=== 本文 ===

2019年3月31日日曜日

学級経営観を問い直す

8月20日から22日までの3日間開かれた日私小連全国教員夏季研修会に参加した。
今年度は学級経営部会に主に参加した。
学級経営部会に参加した理由はいくつかあるのだけれど、そのなかでも大きなものは、3日目の講師が自由学園の最高学部の特任教授、成田喜一郎先生だったことだ。

成田先生は、3年前に長期研修で学んだ東京学芸大学教職大学院で教鞭をとられていた先生だった。

その講義はいつも難解だった。
僕だけの感想ではなく、他の院生も同様に感じていたので、僕の不勉強からくる感想ではなかったと思う。
厚みのあるやわらかな美声で、初めて耳にするカタカナ語が連発される講義は、正直言えば時には眠気を誘うものだったけれど、分からないにも関わらず僕はその授業が好きだった。
(分かりやすさは必ずしも良い授業の条件ではないといえる。難解でもおもしろい授業はある。これはとても興味深い実感。)

成田先生はいつも前向きだった。

=== 提供された項目 ===

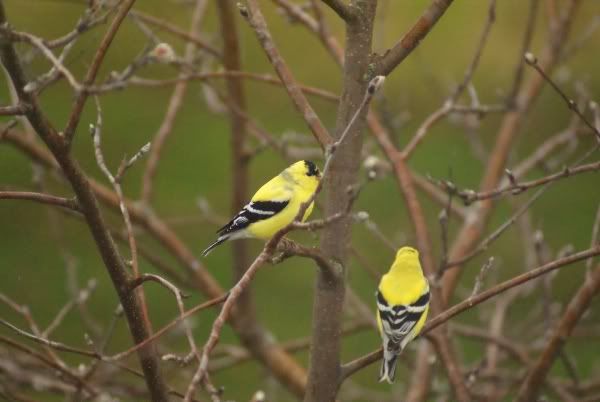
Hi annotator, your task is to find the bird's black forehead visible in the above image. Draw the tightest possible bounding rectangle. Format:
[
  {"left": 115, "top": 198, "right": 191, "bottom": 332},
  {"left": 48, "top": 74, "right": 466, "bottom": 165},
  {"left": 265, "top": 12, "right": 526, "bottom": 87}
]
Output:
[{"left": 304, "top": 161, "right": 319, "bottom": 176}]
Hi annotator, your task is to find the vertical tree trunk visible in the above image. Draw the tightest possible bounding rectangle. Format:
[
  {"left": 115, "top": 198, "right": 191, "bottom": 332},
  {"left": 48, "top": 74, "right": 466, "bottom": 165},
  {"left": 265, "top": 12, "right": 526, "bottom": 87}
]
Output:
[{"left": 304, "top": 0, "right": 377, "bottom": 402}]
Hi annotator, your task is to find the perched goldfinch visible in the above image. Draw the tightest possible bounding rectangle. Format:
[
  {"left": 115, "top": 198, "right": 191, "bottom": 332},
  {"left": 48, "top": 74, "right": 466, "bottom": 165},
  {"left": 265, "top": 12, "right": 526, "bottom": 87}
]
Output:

===

> やること
1: 本文の「学級経営部会に参加した理由は」から「これはとても興味深い実感。)」までをすべて、「講義」を「講座」に置き換えて書き直してもらえますか？
2: 本文の「その講義はいつも難解だった」で始まる段落を、主な内容を残して箇条書きにまとめてもらえますか？
3: 成田先生について書かれた本文の続きを、最後の文のあとから書き進めてもらえますか？

> 課題ごとの結果
1:
学級経営部会に参加した理由はいくつかあるのだけれど、そのなかでも大きなものは、3日目の講師が自由学園の最高学部の特任教授、成田喜一郎先生だったことだ。

成田先生は、3年前に長期研修で学んだ東京学芸大学教職大学院で教鞭をとられていた先生だった。

その講座はいつも難解だった。
僕だけの感想ではなく、他の院生も同様に感じていたので、僕の不勉強からくる感想ではなかったと思う。
厚みのあるやわらかな美声で、初めて耳にするカタカナ語が連発される講座は、正直言えば時には眠気を誘うものだったけれど、分からないにも関わらず僕はその授業が好きだった。
(分かりやすさは必ずしも良い授業の条件ではないといえる。難解でもおもしろい授業はある。これはとても興味深い実感。)

2:
- 講義はいつも難解だった。
- 他の院生も同じように感じていたので、自分の不勉強のせいではなかったと思う。
- 美声で初めて聞くカタカナ語が続く講義は時に眠気を誘ったが、分からなくてもその授業が好きだった。
- 分かりやすさは良い授業の必須条件ではなく、難解でもおもしろい授業はある。

3:
他の授業では、不安を煽られたりすることが多少なりともあった。
それは、今の教育界をとりまく空気をまっとうに表したものであったと思う。
しかし、成田先生の授業は、先生自身が教育を愛し、楽しみ、慈しんでいることがいつも伝わってくるものだった。
そして何より膨大な知識と長い現場経験がまじりあった、うまく言えないが教養の巨人ともいえる成田ワールドに足を踏み入れることは、底なし沼にはまっていく良い意味での怖さがあった。
知的な好奇心というのは、きっと怖いもの見たさのようなものだ。
(学部時代に後に学芸大学の元学長を務められた鷲山先生に同様の気持ちを抱いたことを覚えている。)
 
悪い癖で、会場にほんのちょっとの遅刻で飛び込む。
会場が7階で、エレベーターがなかなかこなかったせいだ。
司会が成田先生の紹介を始めようとしていたときだった。
空いていた最前列、成田先生の目の前の席に座る。
成田先生と目が合う。
とても似合っていた口ひげはきれいになくなっていたが、相変わらずおだやかな目元であった。

ホリスティック教育、ESD、歴史等、成田先生が学ばれ、拓いてきた分野が紹介されていく。
関わられていることが実に多岐に渡るけれど、通底するものがある気がする。
おそらく成田先生自身は様々なことに手を広げている感覚は無いように思う。
僕の口から通底するものを単純化して言うことは控えるべきにも思うけれど、多分それは、人が生きる世界を理解し、より良くしていくために、今と未来何をしていくべきなのかということと言えそうだ。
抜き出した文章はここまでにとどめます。